# Work item
Every line below between the line holding "Target: white bowl" and the line holding "Target: football sock", inclusive, should be repeated exactly, and all other lines omitted.

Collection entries
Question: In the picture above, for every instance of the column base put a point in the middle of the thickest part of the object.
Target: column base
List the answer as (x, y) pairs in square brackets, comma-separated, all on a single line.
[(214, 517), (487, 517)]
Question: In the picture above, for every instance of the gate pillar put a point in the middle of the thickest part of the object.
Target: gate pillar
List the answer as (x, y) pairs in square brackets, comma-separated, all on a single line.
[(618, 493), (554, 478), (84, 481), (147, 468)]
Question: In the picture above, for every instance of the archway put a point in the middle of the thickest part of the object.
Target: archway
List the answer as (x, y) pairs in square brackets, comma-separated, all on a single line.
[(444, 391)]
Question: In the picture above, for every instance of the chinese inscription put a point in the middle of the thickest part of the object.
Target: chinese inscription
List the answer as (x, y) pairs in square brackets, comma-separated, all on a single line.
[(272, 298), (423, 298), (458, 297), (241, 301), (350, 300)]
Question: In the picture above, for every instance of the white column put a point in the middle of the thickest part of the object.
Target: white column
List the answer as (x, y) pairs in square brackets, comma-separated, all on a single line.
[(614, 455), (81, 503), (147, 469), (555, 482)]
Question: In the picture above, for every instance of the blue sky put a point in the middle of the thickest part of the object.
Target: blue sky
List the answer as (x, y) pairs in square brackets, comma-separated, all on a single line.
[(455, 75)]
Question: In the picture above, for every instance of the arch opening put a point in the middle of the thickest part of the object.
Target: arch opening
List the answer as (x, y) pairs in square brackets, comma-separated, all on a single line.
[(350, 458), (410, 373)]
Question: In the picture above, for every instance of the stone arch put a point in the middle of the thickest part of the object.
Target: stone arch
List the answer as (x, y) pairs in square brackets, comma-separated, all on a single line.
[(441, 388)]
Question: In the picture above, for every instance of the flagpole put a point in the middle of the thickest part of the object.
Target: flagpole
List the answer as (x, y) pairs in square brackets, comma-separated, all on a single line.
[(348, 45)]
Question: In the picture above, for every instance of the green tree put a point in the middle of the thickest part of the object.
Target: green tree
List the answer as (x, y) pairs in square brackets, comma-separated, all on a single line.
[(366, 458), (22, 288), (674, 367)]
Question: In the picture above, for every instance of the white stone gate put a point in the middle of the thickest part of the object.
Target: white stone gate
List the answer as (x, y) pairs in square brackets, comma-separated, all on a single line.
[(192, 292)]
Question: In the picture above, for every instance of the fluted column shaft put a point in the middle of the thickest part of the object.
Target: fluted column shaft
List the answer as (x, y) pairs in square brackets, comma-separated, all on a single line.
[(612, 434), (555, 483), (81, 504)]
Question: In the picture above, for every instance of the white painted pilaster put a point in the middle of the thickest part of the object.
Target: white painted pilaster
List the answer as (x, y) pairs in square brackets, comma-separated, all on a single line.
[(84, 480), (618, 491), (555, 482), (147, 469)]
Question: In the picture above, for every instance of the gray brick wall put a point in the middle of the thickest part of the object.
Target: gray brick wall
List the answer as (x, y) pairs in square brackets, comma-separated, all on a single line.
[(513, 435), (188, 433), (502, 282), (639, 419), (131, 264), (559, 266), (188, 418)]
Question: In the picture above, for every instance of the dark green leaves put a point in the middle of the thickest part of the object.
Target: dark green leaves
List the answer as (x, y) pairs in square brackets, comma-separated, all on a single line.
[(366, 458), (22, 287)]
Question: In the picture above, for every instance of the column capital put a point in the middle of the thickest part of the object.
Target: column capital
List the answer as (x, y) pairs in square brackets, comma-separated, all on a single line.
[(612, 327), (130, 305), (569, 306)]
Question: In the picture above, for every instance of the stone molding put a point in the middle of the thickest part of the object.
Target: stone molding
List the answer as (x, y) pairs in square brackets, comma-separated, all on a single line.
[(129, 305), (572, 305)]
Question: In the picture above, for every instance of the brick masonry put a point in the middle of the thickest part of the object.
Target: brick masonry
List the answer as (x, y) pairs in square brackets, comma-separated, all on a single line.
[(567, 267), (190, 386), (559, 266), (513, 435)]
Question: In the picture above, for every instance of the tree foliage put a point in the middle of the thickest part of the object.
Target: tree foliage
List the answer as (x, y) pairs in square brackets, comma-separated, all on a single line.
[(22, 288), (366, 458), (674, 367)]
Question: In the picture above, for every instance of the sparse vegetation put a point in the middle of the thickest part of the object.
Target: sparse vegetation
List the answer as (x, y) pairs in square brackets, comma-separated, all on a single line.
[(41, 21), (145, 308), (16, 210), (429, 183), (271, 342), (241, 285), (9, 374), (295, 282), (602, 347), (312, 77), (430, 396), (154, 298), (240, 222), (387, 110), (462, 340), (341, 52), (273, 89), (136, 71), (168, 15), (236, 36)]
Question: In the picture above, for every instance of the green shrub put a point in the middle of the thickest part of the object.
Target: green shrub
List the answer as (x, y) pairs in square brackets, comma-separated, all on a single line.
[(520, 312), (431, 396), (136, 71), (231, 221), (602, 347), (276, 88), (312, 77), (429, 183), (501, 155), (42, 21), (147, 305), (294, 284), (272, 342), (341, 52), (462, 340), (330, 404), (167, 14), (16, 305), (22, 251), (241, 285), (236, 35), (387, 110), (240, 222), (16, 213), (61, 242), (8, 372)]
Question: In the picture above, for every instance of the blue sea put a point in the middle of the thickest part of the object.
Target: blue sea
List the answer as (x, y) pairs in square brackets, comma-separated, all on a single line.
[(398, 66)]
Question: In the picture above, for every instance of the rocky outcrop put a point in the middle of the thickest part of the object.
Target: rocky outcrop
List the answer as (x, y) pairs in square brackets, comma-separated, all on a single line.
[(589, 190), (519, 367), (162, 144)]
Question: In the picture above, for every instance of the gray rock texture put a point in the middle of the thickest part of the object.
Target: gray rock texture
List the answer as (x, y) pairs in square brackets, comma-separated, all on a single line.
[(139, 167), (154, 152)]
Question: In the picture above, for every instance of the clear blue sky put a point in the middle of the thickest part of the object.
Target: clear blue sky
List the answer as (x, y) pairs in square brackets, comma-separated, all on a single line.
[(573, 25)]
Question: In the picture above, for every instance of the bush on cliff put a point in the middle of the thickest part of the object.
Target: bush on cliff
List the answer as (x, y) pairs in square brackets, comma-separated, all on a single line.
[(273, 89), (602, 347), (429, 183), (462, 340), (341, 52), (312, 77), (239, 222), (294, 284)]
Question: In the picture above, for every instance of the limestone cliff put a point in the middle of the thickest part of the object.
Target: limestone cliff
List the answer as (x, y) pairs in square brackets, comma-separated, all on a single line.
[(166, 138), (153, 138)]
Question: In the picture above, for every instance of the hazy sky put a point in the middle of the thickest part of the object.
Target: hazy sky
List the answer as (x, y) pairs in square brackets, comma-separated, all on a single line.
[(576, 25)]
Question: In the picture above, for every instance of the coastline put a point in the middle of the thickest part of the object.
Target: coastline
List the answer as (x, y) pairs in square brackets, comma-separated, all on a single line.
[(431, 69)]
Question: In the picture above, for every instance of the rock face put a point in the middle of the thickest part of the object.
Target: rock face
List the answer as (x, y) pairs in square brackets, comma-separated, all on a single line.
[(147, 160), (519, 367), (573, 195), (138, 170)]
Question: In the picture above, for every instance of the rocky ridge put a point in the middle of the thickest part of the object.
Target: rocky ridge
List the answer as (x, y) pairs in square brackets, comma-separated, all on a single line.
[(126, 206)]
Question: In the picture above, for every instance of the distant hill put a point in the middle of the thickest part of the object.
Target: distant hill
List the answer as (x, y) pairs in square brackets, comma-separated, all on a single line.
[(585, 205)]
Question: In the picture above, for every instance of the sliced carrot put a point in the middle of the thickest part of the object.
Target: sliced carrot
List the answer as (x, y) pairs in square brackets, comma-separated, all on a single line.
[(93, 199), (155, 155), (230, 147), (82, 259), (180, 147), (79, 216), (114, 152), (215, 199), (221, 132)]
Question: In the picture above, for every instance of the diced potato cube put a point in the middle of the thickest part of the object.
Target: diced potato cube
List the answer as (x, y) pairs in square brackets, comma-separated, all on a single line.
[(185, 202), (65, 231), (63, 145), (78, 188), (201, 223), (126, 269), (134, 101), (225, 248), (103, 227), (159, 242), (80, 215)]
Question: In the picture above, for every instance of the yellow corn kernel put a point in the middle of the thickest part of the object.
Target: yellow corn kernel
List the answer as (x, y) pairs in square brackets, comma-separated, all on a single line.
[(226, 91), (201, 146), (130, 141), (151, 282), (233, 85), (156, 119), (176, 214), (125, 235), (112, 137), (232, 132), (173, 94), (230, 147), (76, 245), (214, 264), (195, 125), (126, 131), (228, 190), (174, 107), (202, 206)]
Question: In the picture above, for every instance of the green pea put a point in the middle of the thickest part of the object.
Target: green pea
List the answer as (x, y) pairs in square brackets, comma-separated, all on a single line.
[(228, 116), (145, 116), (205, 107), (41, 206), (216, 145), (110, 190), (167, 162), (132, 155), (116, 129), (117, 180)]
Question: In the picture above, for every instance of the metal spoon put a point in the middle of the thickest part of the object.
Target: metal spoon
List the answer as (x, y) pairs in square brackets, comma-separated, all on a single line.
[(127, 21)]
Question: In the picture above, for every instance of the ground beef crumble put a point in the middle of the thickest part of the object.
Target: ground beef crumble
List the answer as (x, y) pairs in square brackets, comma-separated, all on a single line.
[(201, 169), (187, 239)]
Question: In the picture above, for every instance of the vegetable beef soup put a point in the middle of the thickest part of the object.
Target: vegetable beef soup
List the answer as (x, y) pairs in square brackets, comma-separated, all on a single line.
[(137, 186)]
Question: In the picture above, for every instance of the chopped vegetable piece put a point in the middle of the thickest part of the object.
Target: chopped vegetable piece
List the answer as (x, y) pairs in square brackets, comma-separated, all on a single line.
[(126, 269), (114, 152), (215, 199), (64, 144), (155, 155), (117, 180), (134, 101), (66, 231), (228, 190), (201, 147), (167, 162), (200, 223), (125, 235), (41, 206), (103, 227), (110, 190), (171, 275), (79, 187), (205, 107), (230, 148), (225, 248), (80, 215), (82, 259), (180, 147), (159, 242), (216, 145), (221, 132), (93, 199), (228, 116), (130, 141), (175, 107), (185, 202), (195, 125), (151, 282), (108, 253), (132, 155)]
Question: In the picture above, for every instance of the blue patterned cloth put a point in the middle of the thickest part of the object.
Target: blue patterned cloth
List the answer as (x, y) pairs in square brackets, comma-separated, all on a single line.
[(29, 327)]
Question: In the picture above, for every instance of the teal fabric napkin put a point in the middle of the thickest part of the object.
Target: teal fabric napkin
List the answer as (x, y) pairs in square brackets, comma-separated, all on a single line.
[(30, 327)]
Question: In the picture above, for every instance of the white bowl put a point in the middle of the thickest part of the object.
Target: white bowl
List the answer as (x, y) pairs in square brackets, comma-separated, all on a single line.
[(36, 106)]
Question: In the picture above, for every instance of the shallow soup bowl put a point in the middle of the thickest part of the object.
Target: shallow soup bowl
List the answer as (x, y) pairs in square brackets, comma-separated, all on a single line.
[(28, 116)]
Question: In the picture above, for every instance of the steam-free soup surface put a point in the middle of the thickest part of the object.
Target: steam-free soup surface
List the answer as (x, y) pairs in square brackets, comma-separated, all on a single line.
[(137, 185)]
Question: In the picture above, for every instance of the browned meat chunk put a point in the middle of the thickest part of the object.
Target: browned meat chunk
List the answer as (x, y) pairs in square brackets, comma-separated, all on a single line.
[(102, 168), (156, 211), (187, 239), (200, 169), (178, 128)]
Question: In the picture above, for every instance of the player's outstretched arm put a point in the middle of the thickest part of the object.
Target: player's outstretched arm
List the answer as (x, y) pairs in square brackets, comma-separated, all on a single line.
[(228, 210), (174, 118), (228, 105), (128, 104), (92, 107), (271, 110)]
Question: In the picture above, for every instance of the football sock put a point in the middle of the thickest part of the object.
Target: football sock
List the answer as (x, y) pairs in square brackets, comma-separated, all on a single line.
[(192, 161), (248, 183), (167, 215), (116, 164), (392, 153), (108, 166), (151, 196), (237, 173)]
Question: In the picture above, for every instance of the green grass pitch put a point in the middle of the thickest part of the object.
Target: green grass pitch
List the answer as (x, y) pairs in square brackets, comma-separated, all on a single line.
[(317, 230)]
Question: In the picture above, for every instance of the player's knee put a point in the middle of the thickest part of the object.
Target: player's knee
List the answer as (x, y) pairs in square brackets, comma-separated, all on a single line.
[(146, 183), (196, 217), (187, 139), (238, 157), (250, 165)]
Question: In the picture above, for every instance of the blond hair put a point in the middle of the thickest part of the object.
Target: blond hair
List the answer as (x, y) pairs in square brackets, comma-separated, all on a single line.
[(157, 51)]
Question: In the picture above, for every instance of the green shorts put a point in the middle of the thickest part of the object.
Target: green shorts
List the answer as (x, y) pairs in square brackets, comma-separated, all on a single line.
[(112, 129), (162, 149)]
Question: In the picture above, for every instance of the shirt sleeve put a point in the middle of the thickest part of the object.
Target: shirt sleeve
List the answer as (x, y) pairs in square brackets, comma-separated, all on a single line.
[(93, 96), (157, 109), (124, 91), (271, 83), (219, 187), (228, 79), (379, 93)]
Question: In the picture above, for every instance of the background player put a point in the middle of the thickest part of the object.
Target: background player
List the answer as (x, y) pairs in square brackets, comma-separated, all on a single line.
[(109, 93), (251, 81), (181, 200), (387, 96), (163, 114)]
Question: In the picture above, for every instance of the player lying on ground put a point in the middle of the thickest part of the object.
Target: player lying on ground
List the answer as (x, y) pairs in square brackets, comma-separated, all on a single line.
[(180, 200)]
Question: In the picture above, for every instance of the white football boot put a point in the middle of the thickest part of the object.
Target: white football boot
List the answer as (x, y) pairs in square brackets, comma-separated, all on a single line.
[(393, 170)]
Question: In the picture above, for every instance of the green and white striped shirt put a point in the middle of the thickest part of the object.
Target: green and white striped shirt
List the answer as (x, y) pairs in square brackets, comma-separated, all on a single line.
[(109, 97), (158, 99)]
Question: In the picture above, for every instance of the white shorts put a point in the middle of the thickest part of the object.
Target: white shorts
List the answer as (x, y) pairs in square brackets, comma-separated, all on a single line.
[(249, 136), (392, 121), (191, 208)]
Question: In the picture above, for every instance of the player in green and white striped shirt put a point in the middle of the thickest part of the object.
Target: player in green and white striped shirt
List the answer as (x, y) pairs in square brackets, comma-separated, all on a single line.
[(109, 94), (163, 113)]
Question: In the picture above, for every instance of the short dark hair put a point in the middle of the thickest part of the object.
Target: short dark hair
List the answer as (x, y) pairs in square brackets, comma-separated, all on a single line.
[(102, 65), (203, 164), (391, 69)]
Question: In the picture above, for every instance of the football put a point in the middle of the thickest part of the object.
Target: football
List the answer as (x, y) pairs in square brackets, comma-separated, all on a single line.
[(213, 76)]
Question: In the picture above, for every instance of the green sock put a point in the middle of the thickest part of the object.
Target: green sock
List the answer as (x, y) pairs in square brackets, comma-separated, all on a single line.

# Solution to the problem
Target: white bowl
List the answer as (x, y) pairs in square brackets, comma-separated, all on a single line.
[(36, 106)]
Question: In the picture above, for every instance of the shallow soup bowl put a point in the middle of the thickest part of the object.
Target: shallow soup bowl
List the answer as (x, y) pairs in square brackets, comma-separated, all on a single line.
[(28, 116)]
Question: In the picture above, for every instance of the steam-free soup surface put a point in the middle of the thickest part of the object.
Target: steam-free soup surface
List the answer as (x, y) pairs in square brackets, comma-separated, all on a single line.
[(137, 185)]
Question: In the picture above, for every instance of the browned meat chunk put a point in the middle of the thickest part of the object.
Target: browned meat chunk
List the answer as (x, y) pairs in square brackets, comma-separated, all on a single line.
[(102, 168), (156, 211), (187, 239), (200, 169), (178, 128)]
Question: In the picture above, for every instance of the player's outstretched arm put a point in the middle of the thickest part of the object.
Target: player's outstretched arm
List the answer as (x, y) pairs in square brackets, comma-separated, all on a single line.
[(228, 210), (174, 118), (228, 105), (128, 104), (92, 107), (271, 110)]
Question: In the picture above, for every instance of the football sock put a point in the middle of the thickest part of the object.
Target: football sock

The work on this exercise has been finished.